Parello is currently working on a werewolf movie for Filmax International, an independent production company run by Brian Yuzna (RE-ANIMATOR). "ROMASANTA is the true story of a peddler who in 1852 in the North of Spain was tried for up to 12 murders and claimed he wasn't accountable for his actions because he was under the spell of an ancient family curse that turned him into a werewolf. It's an amazing story because it seems like it would have more likely taken place in medieval times, rather than in Spain 150 years ago. Barcelona is a wonderful city so I'm looking forward to spending a lot more time there. We'll be shooting there and in Gallicia, the part of Northern Spain where the story took place."

____________________

### Problem A
In the passage about the werewolf movie, answer each question:
(i) Who runs Filmax International?
(ii) In what year was the peddler tried?
(iii) For up to how many murders was he tried?
### Problem B
Can you turn the paragraph beginning "Parello is currently working" in the passage about the werewolf movie into a short list that keeps its main facts?

____________________

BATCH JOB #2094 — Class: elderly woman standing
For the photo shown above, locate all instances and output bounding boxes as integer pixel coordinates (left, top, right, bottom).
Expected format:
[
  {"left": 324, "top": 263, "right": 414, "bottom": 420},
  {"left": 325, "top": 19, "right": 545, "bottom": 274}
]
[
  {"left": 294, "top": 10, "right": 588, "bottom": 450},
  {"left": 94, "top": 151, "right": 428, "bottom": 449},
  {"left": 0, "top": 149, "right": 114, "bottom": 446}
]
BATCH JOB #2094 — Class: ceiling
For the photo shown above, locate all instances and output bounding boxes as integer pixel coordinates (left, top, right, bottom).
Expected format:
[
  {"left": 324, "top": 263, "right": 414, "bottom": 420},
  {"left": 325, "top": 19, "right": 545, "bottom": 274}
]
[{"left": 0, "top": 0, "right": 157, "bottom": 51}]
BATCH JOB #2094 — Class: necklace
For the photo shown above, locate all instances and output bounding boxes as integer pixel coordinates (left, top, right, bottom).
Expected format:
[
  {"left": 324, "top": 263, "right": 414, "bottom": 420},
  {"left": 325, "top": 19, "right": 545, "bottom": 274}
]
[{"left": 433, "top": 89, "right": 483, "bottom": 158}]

____________________

### Expected answer A
(i) Brian Yuzna
(ii) 1852
(iii) Up to 12

### Expected answer B
- Parello is working on a werewolf movie, ROMASANTA, for Filmax International, an independent production company run by Brian Yuzna.
- The film tells the true story of a peddler tried in 1852 in the North of Spain for up to 12 murders.
- He claimed he wasn't accountable because an ancient family curse turned him into a werewolf.
- The story seems more likely to have taken place in medieval times than in Spain 150 years ago.
- Shooting will take place in Barcelona and in Gallicia, where the story took place.